### PROBLEMA A RESOLVER
Passe para uma tabela Markdown o trecho dos dados que vai da linha que contém "Reviewer note: confirm that every instance of the blue" até o fim dos dados, com as duas pontas incluídas. Use as colunas Nº, com o número de ordem, e Linha, com o texto de cada linha, e deixe de fora as linhas em branco.

═════ DADOS BRUTOS

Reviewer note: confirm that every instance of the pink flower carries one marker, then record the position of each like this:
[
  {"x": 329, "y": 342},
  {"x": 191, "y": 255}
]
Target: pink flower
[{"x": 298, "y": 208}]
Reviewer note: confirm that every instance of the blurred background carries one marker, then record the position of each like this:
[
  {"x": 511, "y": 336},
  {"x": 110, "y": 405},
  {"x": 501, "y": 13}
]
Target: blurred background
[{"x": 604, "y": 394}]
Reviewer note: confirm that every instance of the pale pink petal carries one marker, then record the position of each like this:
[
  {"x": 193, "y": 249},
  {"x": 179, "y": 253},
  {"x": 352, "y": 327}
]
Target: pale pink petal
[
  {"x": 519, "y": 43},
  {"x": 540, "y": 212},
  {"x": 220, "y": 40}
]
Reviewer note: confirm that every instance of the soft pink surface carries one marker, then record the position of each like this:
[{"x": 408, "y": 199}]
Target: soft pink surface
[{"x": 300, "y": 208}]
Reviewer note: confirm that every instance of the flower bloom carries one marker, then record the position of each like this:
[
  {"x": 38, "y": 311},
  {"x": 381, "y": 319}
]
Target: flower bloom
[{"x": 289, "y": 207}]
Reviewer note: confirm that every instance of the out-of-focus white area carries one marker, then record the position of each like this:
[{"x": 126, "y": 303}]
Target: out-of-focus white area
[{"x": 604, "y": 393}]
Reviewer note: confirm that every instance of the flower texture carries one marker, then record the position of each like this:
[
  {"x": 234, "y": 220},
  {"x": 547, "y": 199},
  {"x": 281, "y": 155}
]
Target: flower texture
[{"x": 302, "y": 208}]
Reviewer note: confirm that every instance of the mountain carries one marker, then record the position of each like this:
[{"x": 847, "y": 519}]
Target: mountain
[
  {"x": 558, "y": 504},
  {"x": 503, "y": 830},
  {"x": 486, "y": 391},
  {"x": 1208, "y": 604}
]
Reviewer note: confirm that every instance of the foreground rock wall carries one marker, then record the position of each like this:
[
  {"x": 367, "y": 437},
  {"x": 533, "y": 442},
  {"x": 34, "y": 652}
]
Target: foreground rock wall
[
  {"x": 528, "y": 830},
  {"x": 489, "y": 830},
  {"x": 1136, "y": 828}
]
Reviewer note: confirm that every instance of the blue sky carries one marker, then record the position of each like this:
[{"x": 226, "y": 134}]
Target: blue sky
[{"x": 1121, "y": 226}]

══════════

### SAÍDA CORRETA
| Nº | Linha |
|---|---|
| 1 | Reviewer note: confirm that every instance of the blue sky carries one marker, then record the position of each like this: |
| 2 | [{"x": 226, "y": 134}] |
| 3 | Target: blue sky |
| 4 | [{"x": 1121, "y": 226}] |